§ **Text shown**
%%
One common problem all such applications have is, "how big should my stack be?". With memory being dirt cheap, mostly what happens is that a large chunk is set aside for the stack (MS defaults to 1Mb), and typical application call structure never gets anywhere near to using it up. But if an application does use it all up, it dies with an illegal memory reference ("I'm sorry Dave, I can't do that"), by virtue of reaching off the end of its stack.
Most so-called called "stackless" languages aren't really stackless. They just don't use the contiguous stack provided by these systems. What they do instead is allocate a stack frame from the heap on each function call. The cost per function call goes up somewhat; if functions are typically complex, or the language is interpretive, this additional cost is insignificant. (One can also determine call DAGs in the program call graph and allocate a heap segment to cover the entire DAG; this way you get both heap allocation and the speed of classic big-stack function calls for all calls inside the call DAG).
There are several reasons for using heap allocation for stack frames:
If the program does deep recursion dependent on the specific problem it is solving,
it is very hard to preallocate a "big stack" area in advance because the needed size isn't known. One can awkwardly arrange function calls to check to see if there's enough stack left, and if not, reallocate a bigger chunk, copy the old stack and readjust all the pointers into the stack; that's so awkward that I don't know of any implementations.
Allocating stack frames means the application never has to say its sorry until there's
literally no allocatable memory left.
The program forks subtasks. Each subtask requires its own stack, and therefore can't use the one "big stack" provided. So, one needs to allocate stacks for each subtask. If you have thousands of possible subtasks, you might now need thousands of "big stacks", and the memory demand suddenly gets ridiculous. Allocating stack frames solves this problem. Often the subtask "stacks" refer back to the parent tasks to implement lexical scoping; as subtasks fork, a tree of "substacks" is created called a "cactus stack".
Your language has continuations. These require that the data in lexical scope visible to the current function somehow be preserved for later reuse. This can be implemented by copying parent stack frames, climbing up the cactus stack, and proceeding.
The PARLANSE programming language I implemented does 1) and 2). I'm working on 3). It is amusing to note that PARLANSE allocates stack frames from a very fast-access heap-per-thread; it costs typically 4 machine instructions. The current implementation is x86 based, and the allocated frame is placed in the x86 EBP/ESP register much like other conventional x86 based language implementations. So it does use the hardware "contiguous stack" (including pushing and poppping) just in chunks. It also generates "frame local" subroutine calls the don't switch stacks for lots of generated utility code where the stack demand is known in advance.
Stackless Python still has a Python stack (though it may have tail call optimization and other call frame merging tricks), but it is completely divorced from the C stack of the interpreter.
Haskell (as commonly implemented) does not have a call stack; evaluation is based on graph reduction.
There is a nice article about the language framework Parrot. Parrot does not use the stack for calling and this article explains the technique a bit.
%%
§ **Records supplied**
%%
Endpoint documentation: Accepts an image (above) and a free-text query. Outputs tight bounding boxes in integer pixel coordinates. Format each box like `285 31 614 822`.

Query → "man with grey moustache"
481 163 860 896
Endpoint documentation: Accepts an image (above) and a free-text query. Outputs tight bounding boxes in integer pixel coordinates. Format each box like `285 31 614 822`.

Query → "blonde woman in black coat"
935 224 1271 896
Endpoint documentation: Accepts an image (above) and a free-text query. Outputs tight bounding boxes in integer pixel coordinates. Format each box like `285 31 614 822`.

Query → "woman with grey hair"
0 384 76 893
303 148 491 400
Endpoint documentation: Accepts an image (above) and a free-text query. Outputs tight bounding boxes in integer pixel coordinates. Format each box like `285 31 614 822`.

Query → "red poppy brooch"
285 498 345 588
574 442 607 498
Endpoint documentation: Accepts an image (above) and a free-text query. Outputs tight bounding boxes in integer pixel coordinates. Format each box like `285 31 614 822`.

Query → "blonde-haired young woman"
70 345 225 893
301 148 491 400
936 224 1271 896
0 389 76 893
%%
§ **Short problem 1**
Reproduce the stretch of the stackless-languages text from "Stackless Python still" through "technique a bit.".
§ **Short problem 2**
List each reason the stackless-languages text gives for allocating stack frames from the heap.

§ **Expected answer 1**
Stackless Python still has a Python stack (though it may have tail call optimization and other call frame merging tricks), but it is completely divorced from the C stack of the interpreter.
Haskell (as commonly implemented) does not have a call stack; evaluation is based on graph reduction.
There is a nice article about the language framework Parrot. Parrot does not use the stack for calling and this article explains the technique a bit.

§ **Expected answer 2**
1. The program does deep recursion that depends on the specific problem it is solving, so the needed stack size isn't known in advance and a "big stack" is very hard to preallocate. Allocating stack frames means the application never has to say it's sorry until there's literally no allocatable memory left.
2. The program forks subtasks, and each subtask needs its own stack. With thousands of possible subtasks, thousands of "big stacks" would make the memory demand ridiculous.
3. The language has continuations, which require that the data in lexical scope visible to the current function be preserved for later reuse.